### EXERCISE DETAILS
The expected output is every entry, copied exactly.

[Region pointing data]
== Segment start ==

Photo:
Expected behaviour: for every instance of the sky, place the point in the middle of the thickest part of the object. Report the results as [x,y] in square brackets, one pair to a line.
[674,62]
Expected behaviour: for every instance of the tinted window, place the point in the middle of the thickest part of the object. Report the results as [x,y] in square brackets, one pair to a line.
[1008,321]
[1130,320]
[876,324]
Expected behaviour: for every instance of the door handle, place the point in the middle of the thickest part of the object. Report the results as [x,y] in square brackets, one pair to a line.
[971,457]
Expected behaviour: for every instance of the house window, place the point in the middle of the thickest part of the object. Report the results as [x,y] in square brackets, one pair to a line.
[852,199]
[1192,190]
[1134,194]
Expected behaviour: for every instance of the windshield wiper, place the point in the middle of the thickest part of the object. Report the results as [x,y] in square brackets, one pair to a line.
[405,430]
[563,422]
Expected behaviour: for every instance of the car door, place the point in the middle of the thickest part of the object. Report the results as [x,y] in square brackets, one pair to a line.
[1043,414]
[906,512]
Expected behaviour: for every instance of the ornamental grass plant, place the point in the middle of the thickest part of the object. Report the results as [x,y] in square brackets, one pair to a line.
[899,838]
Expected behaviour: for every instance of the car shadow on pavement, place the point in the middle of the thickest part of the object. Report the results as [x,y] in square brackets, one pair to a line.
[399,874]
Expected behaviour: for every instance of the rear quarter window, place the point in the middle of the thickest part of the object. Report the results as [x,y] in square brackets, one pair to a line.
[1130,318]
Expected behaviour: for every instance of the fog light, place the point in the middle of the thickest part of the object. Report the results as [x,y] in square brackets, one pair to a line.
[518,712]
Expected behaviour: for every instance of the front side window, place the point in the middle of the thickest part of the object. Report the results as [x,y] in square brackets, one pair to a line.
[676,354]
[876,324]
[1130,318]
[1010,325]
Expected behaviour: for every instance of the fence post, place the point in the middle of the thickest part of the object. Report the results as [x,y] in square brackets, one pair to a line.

== Segment end ==

### REPLY TO THE EXERCISE
Photo:
Expected behaviour: for every instance of the sky, place the point in the middle of the thickest part of the object. Report the results as [x,y] in square brackets, one pair to a line.
[674,62]
Expected behaviour: for every instance of the tinted window, place the point in the middle of the thickest part of the object. Report the results as [x,y] in square brackets, one pair to a line.
[1008,321]
[1130,320]
[876,324]
Expected behaviour: for every instance of the door handle, place the point in the middle of the thickest part of the object. Report the results as [x,y] in square brackets, one pair to a line.
[971,457]
Expected behaviour: for every instance of the house window, place the point in the middle of the thickest part of the object. Report the results as [x,y] in square brackets, one pair to a line.
[852,199]
[1192,190]
[1134,194]
Expected behaviour: for every instance of the windshield wiper, place the point in the middle of the thickest part of the object. Report the results as [x,y] in square brackets, one pair to a line.
[405,430]
[563,422]
Expected behaviour: for every instance of the car door, place the point in the middle of the thickest part of the object. Report the results as [x,y] in square brackets, one pair to a line.
[1043,414]
[906,512]
Expected behaviour: for every instance of the ornamental grass plant, place the point in the middle of the thickest part of the object. Report the results as [x,y] in square brackets, one pair to a line.
[899,838]
Expected behaviour: for every instance of the car shadow on pavement, place the point in the middle of the thickest part of the object. Report the results as [x,y] in square brackets, one pair to a line.
[399,874]
Expected behaviour: for every instance of the rear quarter window, place the point in the middle of the thickest part of the object. Report the results as [x,y] in square brackets, one pair to a line.
[1130,318]
Expected behaviour: for every instance of the fog light, place the point in the middle of the thickest part of the object. Report the results as [x,y] in square brackets, one pair to a line.
[518,712]
Expected behaviour: for every instance of the front side window, place the point in the middle of the thickest part of the object. Report the results as [x,y] in square brackets, one pair to a line.
[676,354]
[876,324]
[1130,318]
[1010,325]
Expected behaviour: for every instance of the fence post, place the point in the middle of the thickest part of the object. Report the results as [x,y] in square brackets, one pair to a line.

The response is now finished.